A faithful copy of the listing below is required.

---+---

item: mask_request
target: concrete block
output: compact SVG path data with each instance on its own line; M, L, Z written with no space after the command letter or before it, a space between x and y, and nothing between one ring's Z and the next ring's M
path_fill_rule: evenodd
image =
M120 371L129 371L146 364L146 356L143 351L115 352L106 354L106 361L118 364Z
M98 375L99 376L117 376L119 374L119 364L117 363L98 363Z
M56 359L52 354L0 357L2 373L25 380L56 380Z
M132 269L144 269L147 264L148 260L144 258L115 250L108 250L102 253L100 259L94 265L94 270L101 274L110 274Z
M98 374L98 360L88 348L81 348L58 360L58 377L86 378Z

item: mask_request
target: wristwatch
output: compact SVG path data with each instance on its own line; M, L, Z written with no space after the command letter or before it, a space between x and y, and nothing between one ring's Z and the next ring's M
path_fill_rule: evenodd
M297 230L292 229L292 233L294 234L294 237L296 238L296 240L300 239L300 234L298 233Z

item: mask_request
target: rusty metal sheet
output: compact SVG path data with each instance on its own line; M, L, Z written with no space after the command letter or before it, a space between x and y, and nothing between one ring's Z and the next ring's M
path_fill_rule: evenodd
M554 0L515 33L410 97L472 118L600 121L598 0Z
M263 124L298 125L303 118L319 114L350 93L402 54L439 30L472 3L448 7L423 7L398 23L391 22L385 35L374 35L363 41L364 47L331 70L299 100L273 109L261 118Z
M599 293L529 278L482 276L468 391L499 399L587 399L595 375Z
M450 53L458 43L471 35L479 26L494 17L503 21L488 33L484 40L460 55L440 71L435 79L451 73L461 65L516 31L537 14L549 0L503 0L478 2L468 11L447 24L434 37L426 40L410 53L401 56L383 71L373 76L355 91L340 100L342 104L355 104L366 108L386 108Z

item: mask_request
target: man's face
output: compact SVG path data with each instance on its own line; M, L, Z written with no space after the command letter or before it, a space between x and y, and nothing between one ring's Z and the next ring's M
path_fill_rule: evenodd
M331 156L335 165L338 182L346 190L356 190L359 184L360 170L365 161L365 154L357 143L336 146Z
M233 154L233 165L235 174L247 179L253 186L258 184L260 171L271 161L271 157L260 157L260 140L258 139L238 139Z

---+---

* [Solved problem]
item: mask_request
target: concrete block
output: compact SVG path data with each instance on its own line; M, L, Z written with no space after the command letter or before it, a space between x and y, and nothing between one ring's Z and the next ring's M
path_fill_rule: evenodd
image =
M120 371L129 371L146 364L146 356L143 351L115 352L106 354L106 361L118 364Z
M98 375L99 376L117 376L119 374L119 364L117 363L98 363Z
M56 359L52 354L0 357L2 373L25 380L56 380Z
M132 269L144 269L147 264L148 260L144 258L115 250L108 250L102 253L100 259L94 265L94 270L101 274L110 274Z
M98 374L98 360L88 348L81 348L58 360L58 377L86 378Z

item: mask_request
target: wristwatch
output: compact SVG path data with each instance on its own line; M, L, Z written with no space after the command letter or before it, a space between x and y, and nothing between one ring's Z and the next ring's M
path_fill_rule: evenodd
M297 230L292 229L292 233L294 234L294 237L296 238L296 240L300 239L300 234L298 233Z

item: mask_request
target: rusty metal sheet
output: compact SVG path data with each instance on its own line; M, L, Z written with no space after the command letter or before it, a space between x and y, and nothing between one ring's Z and the next ring's M
path_fill_rule: evenodd
M554 0L515 33L410 97L472 118L600 121L598 0Z
M263 124L298 125L303 118L319 114L350 93L402 54L439 30L472 3L448 7L423 7L398 23L391 22L385 35L374 35L363 41L364 47L331 70L299 100L273 109L261 118Z
M599 293L529 278L482 276L468 391L499 399L587 399L595 375Z
M450 53L458 43L471 35L479 26L494 17L503 21L488 33L484 40L460 55L440 71L435 79L451 73L461 65L516 31L537 14L549 0L503 0L478 2L468 11L447 24L434 37L426 40L410 53L401 56L383 71L373 76L355 91L340 100L342 104L355 104L366 108L386 108Z

item: mask_request
target: man's face
output: compact SVG path data with each instance on its own line; M, L, Z written with no space after the command letter or before it, a space between x and y, and nothing between one ring's Z and the next ring's M
path_fill_rule: evenodd
M331 156L335 165L338 182L346 190L356 190L359 184L360 170L365 161L365 154L357 143L336 146Z
M233 154L233 165L235 174L247 179L253 186L258 184L260 171L271 161L271 157L260 157L260 140L258 139L238 139Z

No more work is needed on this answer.